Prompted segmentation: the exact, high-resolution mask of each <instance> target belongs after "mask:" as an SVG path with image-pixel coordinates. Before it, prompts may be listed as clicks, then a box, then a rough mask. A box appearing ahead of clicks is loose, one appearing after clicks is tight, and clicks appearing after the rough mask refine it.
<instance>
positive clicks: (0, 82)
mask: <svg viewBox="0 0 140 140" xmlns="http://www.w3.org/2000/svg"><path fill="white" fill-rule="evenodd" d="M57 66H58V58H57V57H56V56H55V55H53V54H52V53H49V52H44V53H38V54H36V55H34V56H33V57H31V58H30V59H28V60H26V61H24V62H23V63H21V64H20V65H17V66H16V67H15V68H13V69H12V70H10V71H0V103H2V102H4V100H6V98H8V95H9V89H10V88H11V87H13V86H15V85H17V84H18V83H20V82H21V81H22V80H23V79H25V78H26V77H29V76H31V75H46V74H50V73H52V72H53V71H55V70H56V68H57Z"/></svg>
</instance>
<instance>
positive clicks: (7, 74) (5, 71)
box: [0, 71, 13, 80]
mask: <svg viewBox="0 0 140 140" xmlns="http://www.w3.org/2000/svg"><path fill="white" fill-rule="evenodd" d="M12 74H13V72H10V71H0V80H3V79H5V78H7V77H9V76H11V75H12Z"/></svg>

Exercise prompt: A complete answer reproduces every line of the records in which the word "instance" occurs.

Exercise result:
Prompted segmentation: the exact, high-resolution mask of each <instance> target belongs after "mask:" as an SVG path with image-pixel coordinates. Before it, prompts may be listed as clicks, then a box, then a rough mask. A box appearing ahead of clicks is loose, one appearing after clicks is tight, and clicks appearing after the rough mask refine it.
<instance>
</instance>
<instance>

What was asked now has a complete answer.